*** Opening Given data ***

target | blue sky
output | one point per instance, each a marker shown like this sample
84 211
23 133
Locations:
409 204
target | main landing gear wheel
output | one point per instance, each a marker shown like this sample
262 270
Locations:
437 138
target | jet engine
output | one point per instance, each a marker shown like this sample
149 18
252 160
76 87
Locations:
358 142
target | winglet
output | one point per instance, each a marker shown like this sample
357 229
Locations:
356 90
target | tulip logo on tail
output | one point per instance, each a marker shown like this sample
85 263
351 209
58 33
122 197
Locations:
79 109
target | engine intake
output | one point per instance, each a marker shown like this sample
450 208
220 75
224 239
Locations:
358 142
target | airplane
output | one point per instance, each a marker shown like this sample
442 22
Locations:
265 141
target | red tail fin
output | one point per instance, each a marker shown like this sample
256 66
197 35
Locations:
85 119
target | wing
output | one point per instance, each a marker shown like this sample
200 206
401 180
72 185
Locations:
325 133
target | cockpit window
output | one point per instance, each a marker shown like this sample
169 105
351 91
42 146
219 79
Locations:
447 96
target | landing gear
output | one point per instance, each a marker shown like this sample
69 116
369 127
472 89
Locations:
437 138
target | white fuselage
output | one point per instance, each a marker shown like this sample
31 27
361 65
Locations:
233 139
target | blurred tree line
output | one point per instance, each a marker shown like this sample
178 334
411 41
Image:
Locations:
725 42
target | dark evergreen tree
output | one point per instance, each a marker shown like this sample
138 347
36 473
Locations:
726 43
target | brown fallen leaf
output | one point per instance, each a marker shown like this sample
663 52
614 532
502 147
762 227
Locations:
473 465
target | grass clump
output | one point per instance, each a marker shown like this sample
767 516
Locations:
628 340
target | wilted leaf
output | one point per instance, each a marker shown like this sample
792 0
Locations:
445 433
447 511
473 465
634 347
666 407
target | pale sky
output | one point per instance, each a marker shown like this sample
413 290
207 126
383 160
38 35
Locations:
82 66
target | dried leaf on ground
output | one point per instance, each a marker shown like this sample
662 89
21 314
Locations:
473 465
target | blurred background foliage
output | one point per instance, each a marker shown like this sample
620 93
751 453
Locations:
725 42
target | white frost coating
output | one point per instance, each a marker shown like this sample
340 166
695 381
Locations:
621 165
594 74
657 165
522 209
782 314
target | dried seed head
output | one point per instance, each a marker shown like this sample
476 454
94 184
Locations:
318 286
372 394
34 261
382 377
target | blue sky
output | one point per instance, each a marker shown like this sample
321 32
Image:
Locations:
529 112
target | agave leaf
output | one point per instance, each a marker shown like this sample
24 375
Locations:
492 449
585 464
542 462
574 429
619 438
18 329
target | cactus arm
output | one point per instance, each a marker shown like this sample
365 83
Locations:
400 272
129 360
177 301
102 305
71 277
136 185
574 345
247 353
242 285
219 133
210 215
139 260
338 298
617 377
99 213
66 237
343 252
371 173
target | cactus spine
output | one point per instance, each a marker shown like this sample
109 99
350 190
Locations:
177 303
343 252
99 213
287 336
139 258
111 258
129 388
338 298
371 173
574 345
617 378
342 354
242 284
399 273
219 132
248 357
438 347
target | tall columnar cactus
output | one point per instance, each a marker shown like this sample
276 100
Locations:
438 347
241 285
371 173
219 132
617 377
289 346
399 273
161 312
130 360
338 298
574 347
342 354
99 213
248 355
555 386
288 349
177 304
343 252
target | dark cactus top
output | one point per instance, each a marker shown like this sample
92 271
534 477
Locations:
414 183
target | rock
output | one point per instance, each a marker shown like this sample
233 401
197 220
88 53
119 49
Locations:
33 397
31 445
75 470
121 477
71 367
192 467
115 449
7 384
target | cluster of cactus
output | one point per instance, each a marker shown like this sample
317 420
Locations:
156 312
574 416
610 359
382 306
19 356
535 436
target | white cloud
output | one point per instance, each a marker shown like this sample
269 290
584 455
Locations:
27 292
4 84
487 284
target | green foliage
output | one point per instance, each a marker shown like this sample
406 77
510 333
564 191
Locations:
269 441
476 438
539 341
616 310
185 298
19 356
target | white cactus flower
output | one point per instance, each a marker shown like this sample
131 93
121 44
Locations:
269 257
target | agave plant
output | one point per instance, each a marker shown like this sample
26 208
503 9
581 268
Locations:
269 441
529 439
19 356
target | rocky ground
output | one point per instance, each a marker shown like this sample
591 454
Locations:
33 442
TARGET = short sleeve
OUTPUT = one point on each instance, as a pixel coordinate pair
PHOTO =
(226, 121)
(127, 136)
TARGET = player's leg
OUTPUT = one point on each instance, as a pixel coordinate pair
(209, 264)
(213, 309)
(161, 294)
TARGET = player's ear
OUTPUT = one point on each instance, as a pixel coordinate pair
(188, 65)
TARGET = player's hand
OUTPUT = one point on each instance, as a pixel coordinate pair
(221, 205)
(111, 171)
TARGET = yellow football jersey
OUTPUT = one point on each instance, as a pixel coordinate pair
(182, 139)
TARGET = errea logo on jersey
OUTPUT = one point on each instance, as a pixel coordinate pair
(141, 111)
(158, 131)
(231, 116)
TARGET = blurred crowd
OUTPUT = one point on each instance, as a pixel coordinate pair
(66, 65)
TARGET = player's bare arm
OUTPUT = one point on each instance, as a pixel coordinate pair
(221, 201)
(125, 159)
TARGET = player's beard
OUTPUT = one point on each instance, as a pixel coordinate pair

*** Closing Given data ***

Once you have read the data, reproduce all of it exactly.

Answer to this exercise:
target | blue sky
output | one point per instance, each a marker shown like this sample
84 211
23 133
Locations:
409 204
target | main landing gear wheel
output | one point per instance, each a marker shown like this sample
262 270
Locations:
437 138
target | jet engine
output | one point per instance, each a marker shown like this sample
149 18
252 160
76 87
Locations:
358 142
target | winglet
output | one point per instance, each a marker shown like this sample
357 229
Locations:
356 90
target | tulip logo on tail
output | one point per instance, each a marker shown like this sample
85 263
351 209
58 33
122 197
Locations:
79 109
target | engine intake
output | one point per instance, each a marker shown like this sample
450 208
220 75
224 239
Locations:
358 142
target | airplane
output | one point per instance, each a marker shown like this sample
442 22
Locations:
265 141
target | red tail fin
output | one point per instance, each a marker shown like this sample
256 66
197 35
Locations:
85 119
target | wing
output | one point per instance, each a marker shown like this sample
200 206
401 180
72 185
Locations:
325 133
target | cockpit window
output | one point per instance, each a marker shown like this sample
169 105
351 91
42 146
219 79
Locations:
447 96
target | landing gear
output | one point per instance, each a marker shown like this sample
69 116
369 127
472 89
Locations:
437 138
target | white fuselage
output | one point per instance, each a marker shown like this sample
31 27
361 65
Locations:
233 139
target | blurred tree line
output | one point per instance, each a marker shown like this sample
178 334
411 41
Image:
Locations:
725 42
target | dark evergreen tree
output | one point per instance, each a marker shown like this sample
138 347
36 473
Locations:
726 43
target | brown fallen leaf
output | one point per instance, each a marker shown like this sample
663 52
614 532
502 147
762 227
Locations:
473 465
target | grass clump
output | one point per instance, each a marker shown like this sample
767 516
Locations:
628 340
target | wilted leaf
output | one point per instance, each a marker shown like this sample
792 0
Locations:
445 433
447 511
473 465
634 347
666 407
target | pale sky
output | one point per instance, each a marker shown like this sample
413 290
207 126
383 160
38 35
Locations:
82 66
target | dried leaf on ground
output | one point per instance, each a marker shown like this sample
662 89
21 314
Locations:
473 465
target | blurred background foliage
output | one point per instance, each a marker shown like this sample
620 93
751 453
Locations:
725 42
target | white frost coating
output | one point per instance, each a marker shown like this sample
340 166
695 381
Locations:
621 165
594 74
657 165
522 209
782 314
target | dried seed head
output | one point per instance, each a marker shown like this sample
476 454
94 184
Locations:
318 286
372 394
34 261
382 377
target | blue sky
output | one point per instance, each a marker shown like this sample
321 32
Image:
Locations:
529 112
target | agave leaf
output | one point per instance, each a marker shown like this sample
24 375
Locations:
492 449
585 464
542 462
574 429
619 438
18 329
target | cactus arm
output | one point per instance, each a marker shown like this sample
365 83
Locations:
400 272
129 360
177 301
102 305
71 277
136 185
574 345
247 353
242 285
219 133
210 215
139 260
338 298
617 377
99 213
66 237
343 252
371 173
target | cactus spine
output | one point per instance, each a marker shown like this sample
109 99
350 190
Locations:
177 303
343 252
99 213
287 336
139 258
111 258
129 388
338 298
371 173
574 345
617 378
342 354
242 284
399 273
219 132
248 357
438 347
target | tall columnar cactus
output | one point per instance, each a marker shown like this sample
276 100
Locations:
438 347
241 285
371 173
219 132
617 377
289 346
399 273
161 312
130 360
338 298
574 347
342 354
99 213
248 355
555 386
288 349
177 304
343 252
target | dark cactus top
output | one point per instance, each a marker shown like this sample
92 271
534 477
Locations:
414 183
target | rock
output | one point per instance, each a marker shown like this sample
233 401
197 220
88 53
119 49
Locations:
33 397
31 445
75 470
121 477
71 367
192 467
115 449
7 384
target | cluster of cactus
output | one point per instance, each a marker shown like this sample
317 420
Locations:
156 312
574 416
610 359
382 306
19 356
535 436
target | white cloud
output | one point per instance, each a marker shown like this sample
269 290
584 455
Locations:
27 292
4 84
487 284
target | green foliage
output | one point per instance, each a marker shown like this sample
406 77
510 333
564 191
Locations:
269 441
476 438
539 341
616 310
185 298
19 356
target | white cactus flower
output | one point per instance, each a marker shown like this sample
131 93
121 44
Locations:
269 257
target | agave plant
output | one point per instance, each a marker shown like this sample
26 208
503 9
581 268
Locations:
269 441
529 439
19 356
target | rocky ground
output | one point per instance, each a marker shown like this sample
591 454
Locations:
33 442
TARGET = short sleeve
OUTPUT = one point on each instance, as a pixel coordinate pair
PHOTO =
(226, 121)
(127, 136)
TARGET = player's leg
OUTPUT = one point on each instance, as a pixel coordinate pair
(209, 264)
(213, 309)
(161, 294)
TARGET = player's ear
OUTPUT = one point on each instance, as a pixel coordinate pair
(188, 65)
TARGET = player's hand
OUTPUT = one point on each instance, as a pixel coordinate pair
(221, 205)
(111, 171)
TARGET = yellow football jersey
OUTPUT = one point on each instance, as a pixel coordinate pair
(182, 139)
TARGET = errea logo on jersey
OUTPUT = one point on each instance, as a pixel coordinate pair
(141, 111)
(158, 131)
(231, 116)
TARGET = blurred crowd
OUTPUT = one point on each instance, as a pixel coordinate pair
(66, 65)
TARGET = player's bare arm
OUTPUT = one point on each instance, as a pixel coordinate pair
(221, 201)
(125, 159)
TARGET = player's beard
OUTPUT = one point on each instance, as a pixel coordinate pair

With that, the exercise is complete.